EXERCISE
Reproduce the lines below verbatim, from the line with "task: draw the outline of every instance of the plaster" through the line with "[[[0,0],[0,521],[580,521],[580,2]]]", both included.

(Source data)
======
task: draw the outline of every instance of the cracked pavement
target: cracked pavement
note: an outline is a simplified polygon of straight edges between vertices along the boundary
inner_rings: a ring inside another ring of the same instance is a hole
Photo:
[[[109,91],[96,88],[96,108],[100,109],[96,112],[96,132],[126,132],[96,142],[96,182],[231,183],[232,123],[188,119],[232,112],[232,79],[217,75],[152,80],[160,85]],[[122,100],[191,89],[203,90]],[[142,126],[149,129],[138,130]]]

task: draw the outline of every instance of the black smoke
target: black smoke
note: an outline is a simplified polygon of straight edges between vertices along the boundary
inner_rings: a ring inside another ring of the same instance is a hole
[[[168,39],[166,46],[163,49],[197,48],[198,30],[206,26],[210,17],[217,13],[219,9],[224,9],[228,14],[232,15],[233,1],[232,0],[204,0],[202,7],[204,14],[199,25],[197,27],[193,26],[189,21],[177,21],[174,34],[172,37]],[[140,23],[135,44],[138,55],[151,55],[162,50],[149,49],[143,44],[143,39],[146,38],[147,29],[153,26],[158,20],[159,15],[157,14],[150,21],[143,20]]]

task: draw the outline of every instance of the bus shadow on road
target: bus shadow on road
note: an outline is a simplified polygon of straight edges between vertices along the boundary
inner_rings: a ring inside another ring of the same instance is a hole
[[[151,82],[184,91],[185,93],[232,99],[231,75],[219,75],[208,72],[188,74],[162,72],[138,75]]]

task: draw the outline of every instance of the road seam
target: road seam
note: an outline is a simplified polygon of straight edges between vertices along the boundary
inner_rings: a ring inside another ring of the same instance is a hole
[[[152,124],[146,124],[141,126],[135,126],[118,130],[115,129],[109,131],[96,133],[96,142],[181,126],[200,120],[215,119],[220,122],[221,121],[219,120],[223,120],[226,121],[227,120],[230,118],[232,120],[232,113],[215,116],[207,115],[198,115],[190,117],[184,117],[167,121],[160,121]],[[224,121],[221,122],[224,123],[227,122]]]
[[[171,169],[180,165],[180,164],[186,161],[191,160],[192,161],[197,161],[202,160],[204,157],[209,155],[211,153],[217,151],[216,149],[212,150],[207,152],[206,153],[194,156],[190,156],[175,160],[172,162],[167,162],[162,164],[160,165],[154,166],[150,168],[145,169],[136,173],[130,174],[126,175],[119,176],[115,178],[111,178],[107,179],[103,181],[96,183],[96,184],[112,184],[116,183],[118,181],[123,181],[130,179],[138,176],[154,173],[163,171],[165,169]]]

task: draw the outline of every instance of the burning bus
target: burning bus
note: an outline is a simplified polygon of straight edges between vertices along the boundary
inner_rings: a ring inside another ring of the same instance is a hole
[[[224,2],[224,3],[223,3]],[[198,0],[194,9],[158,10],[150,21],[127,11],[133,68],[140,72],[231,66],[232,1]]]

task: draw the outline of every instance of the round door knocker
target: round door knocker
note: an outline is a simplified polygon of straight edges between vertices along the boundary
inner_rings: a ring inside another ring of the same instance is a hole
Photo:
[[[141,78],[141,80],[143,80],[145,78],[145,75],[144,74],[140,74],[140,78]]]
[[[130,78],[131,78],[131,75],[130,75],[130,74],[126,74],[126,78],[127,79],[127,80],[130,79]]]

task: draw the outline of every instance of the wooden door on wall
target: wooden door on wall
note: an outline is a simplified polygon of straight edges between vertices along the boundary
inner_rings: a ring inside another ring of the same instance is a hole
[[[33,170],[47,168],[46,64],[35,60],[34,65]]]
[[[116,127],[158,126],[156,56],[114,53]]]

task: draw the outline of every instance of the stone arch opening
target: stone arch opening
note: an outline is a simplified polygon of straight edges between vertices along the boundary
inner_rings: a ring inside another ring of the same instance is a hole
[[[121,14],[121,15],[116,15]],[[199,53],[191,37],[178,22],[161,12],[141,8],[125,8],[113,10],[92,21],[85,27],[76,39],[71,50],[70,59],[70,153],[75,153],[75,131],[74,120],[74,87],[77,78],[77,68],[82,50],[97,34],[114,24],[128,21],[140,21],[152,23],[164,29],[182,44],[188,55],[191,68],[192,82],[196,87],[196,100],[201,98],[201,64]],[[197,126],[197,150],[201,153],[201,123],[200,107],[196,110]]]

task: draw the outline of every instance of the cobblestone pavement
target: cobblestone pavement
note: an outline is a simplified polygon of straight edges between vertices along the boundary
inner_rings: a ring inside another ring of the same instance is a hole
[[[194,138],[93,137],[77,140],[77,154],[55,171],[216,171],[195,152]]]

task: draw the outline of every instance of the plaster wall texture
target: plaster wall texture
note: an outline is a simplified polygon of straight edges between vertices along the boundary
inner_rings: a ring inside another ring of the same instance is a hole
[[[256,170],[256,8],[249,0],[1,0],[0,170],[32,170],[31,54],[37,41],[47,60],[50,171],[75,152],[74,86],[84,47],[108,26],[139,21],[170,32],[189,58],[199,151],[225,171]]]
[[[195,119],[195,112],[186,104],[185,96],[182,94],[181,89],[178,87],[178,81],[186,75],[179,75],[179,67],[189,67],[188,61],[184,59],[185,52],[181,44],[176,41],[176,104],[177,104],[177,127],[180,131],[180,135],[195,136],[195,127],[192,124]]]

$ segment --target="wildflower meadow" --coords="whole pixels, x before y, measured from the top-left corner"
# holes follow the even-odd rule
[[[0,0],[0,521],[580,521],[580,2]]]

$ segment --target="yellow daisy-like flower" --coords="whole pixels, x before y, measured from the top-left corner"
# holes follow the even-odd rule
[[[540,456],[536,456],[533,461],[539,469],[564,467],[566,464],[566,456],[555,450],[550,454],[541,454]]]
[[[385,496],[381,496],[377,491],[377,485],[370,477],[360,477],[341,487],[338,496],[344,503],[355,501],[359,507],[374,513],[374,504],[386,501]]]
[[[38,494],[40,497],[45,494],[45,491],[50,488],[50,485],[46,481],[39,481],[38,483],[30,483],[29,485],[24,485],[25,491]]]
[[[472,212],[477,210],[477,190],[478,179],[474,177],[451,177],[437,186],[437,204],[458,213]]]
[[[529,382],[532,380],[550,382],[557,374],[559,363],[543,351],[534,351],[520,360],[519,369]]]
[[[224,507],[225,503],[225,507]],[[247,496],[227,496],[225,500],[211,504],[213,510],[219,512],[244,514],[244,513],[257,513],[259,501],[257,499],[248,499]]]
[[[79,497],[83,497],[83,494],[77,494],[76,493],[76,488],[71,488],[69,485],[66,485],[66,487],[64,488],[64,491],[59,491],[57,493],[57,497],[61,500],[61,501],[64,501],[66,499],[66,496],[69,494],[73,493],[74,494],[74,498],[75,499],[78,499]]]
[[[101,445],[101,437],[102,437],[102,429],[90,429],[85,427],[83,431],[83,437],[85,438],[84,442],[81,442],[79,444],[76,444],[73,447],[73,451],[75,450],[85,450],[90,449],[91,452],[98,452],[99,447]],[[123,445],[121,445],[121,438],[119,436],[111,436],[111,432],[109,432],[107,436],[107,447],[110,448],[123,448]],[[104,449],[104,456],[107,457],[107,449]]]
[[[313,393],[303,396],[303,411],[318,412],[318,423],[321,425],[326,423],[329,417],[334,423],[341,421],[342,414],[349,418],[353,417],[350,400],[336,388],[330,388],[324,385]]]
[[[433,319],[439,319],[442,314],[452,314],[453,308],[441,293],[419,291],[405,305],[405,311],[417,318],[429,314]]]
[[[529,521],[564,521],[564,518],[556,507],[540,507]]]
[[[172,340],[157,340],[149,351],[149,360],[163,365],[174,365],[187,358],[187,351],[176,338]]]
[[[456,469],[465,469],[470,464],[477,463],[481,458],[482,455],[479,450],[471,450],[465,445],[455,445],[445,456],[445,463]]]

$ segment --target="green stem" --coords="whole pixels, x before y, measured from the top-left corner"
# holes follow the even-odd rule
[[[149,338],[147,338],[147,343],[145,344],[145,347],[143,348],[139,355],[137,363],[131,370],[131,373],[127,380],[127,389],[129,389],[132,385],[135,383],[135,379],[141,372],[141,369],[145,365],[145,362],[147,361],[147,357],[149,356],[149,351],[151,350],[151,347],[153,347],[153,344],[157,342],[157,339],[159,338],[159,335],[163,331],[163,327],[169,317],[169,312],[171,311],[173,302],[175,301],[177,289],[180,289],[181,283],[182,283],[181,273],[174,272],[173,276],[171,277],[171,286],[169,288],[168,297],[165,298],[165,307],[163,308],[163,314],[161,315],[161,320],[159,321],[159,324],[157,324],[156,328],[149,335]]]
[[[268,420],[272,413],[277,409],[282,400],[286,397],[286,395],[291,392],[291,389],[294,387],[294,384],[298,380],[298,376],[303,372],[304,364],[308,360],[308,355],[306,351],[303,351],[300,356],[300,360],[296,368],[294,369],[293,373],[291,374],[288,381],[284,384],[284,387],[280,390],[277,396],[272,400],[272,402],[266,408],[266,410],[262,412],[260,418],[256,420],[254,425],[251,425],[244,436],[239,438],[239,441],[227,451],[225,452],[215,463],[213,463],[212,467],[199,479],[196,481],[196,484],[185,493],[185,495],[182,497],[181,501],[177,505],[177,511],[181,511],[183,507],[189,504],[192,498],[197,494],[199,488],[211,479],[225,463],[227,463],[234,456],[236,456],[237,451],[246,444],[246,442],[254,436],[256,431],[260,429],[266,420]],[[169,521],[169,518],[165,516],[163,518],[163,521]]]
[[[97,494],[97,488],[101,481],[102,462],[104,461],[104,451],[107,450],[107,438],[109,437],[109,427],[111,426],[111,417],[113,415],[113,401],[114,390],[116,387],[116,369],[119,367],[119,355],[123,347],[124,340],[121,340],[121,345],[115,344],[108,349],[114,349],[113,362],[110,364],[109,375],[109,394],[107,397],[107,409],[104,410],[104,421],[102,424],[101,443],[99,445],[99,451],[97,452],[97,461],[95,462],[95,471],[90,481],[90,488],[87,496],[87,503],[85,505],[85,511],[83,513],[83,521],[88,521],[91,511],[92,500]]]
======
RESPONSE TO THE EXERCISE
task: draw the outline of every instance of the plaster wall texture
target: plaster wall texture
note: an outline is a simplified polygon of straight edges between vertices along the boundary
inner_rings: a ring inside another ring of the same instance is a hole
[[[256,170],[256,8],[249,0],[1,0],[0,170],[32,170],[31,54],[37,41],[47,60],[50,171],[75,152],[74,86],[84,47],[108,26],[139,21],[170,32],[189,58],[199,151],[225,171]]]
[[[195,119],[195,112],[186,104],[185,96],[182,94],[181,89],[178,87],[178,81],[186,75],[179,75],[179,67],[189,67],[188,61],[184,59],[185,52],[181,44],[176,41],[176,104],[177,104],[177,127],[180,131],[180,135],[195,136],[195,127],[192,124]]]

$ segment --target="wildflower meadow" --coords="whole pixels, x before y, measured from the top-left corner"
# holes follow the even-odd rule
[[[0,0],[0,521],[580,521],[580,2]]]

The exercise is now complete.